**Requirements:** Copy the listing below, but switch "formatted like" to "structured as" wherever it occurs and leave everything else as it is.

[Contour labeling entries]
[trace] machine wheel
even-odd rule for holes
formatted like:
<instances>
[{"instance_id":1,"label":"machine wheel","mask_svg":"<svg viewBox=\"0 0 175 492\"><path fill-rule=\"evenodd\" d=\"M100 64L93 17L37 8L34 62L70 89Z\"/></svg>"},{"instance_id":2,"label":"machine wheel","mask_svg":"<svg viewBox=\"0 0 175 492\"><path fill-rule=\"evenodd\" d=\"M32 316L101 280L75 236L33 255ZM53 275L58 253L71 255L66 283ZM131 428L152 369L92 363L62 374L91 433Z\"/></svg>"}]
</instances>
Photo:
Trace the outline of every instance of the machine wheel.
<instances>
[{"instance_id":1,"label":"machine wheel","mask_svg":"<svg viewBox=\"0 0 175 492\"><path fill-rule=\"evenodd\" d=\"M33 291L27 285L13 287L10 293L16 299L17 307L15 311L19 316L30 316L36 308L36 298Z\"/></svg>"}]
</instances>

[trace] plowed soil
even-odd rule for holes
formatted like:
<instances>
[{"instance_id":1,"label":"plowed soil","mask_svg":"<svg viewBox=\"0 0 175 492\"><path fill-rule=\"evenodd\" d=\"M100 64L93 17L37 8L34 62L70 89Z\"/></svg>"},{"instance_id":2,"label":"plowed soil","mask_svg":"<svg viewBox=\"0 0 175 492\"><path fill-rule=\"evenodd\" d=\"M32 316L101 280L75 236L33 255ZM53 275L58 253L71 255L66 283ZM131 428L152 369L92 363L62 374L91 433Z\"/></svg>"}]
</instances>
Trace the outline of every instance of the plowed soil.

**Written response:**
[trace] machine wheel
even-odd rule for holes
structured as:
<instances>
[{"instance_id":1,"label":"machine wheel","mask_svg":"<svg viewBox=\"0 0 175 492\"><path fill-rule=\"evenodd\" d=\"M100 64L93 17L37 8L34 62L70 89Z\"/></svg>"},{"instance_id":2,"label":"machine wheel","mask_svg":"<svg viewBox=\"0 0 175 492\"><path fill-rule=\"evenodd\" d=\"M32 316L101 280L75 236L33 255ZM53 275L58 253L71 255L66 283ZM131 428L152 369L92 363L62 374L91 433Z\"/></svg>"}]
</instances>
Photo:
Trace the outline of every instance of the machine wheel.
<instances>
[{"instance_id":1,"label":"machine wheel","mask_svg":"<svg viewBox=\"0 0 175 492\"><path fill-rule=\"evenodd\" d=\"M33 291L27 285L13 287L10 293L16 299L17 307L15 311L19 316L30 316L36 308L36 298Z\"/></svg>"}]
</instances>

[trace] plowed soil
even-odd rule for holes
structured as:
<instances>
[{"instance_id":1,"label":"plowed soil","mask_svg":"<svg viewBox=\"0 0 175 492\"><path fill-rule=\"evenodd\" d=\"M100 64L93 17L37 8L34 62L70 89Z\"/></svg>"},{"instance_id":2,"label":"plowed soil","mask_svg":"<svg viewBox=\"0 0 175 492\"><path fill-rule=\"evenodd\" d=\"M32 316L101 280L75 236L33 255ZM53 275L58 253L71 255L66 283ZM131 428L152 369L92 363L62 374L91 433Z\"/></svg>"}]
</instances>
Trace the outline of every instance of the plowed soil.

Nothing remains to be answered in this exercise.